## Task brief
Make an exact copy of the lines from the top of the entries below through the line with "Target: tree foliage". Leave all pictures out.

[[ The data open ]]

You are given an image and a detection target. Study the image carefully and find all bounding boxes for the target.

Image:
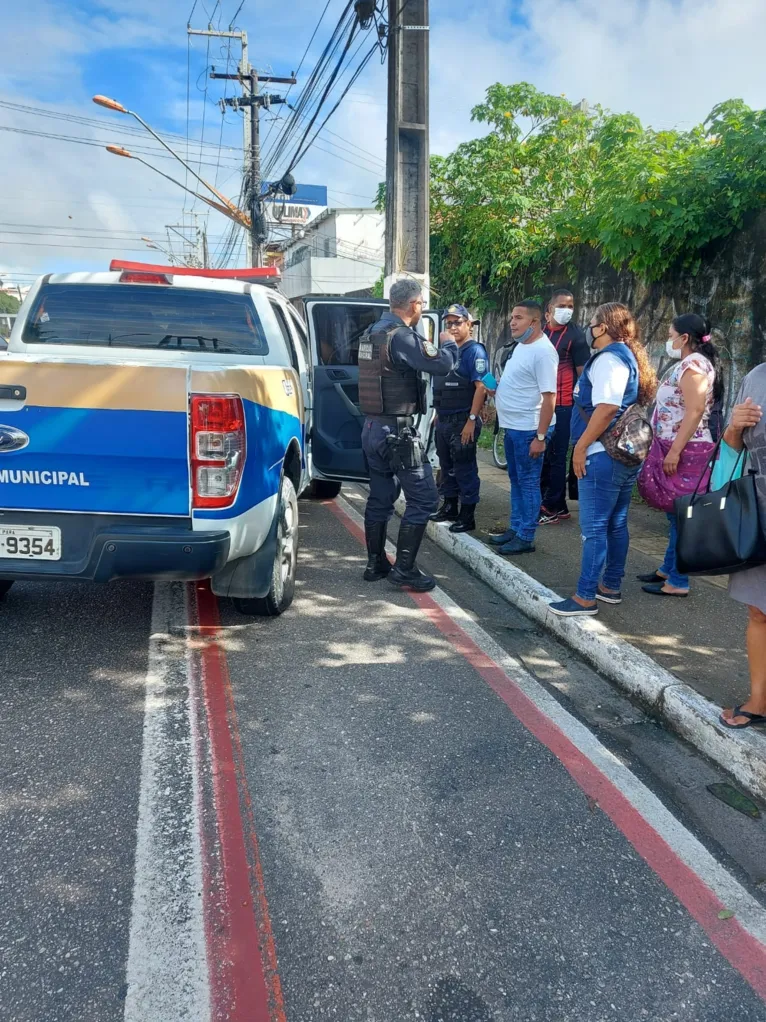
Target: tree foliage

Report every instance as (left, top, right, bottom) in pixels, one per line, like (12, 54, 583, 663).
(0, 292, 20, 315)
(431, 84, 766, 308)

[[ The data closed ]]

## Response area
You are given an image and a detection target. Study the image carefully and find all bounding boxes for the target.

Image:
Target: tree foliage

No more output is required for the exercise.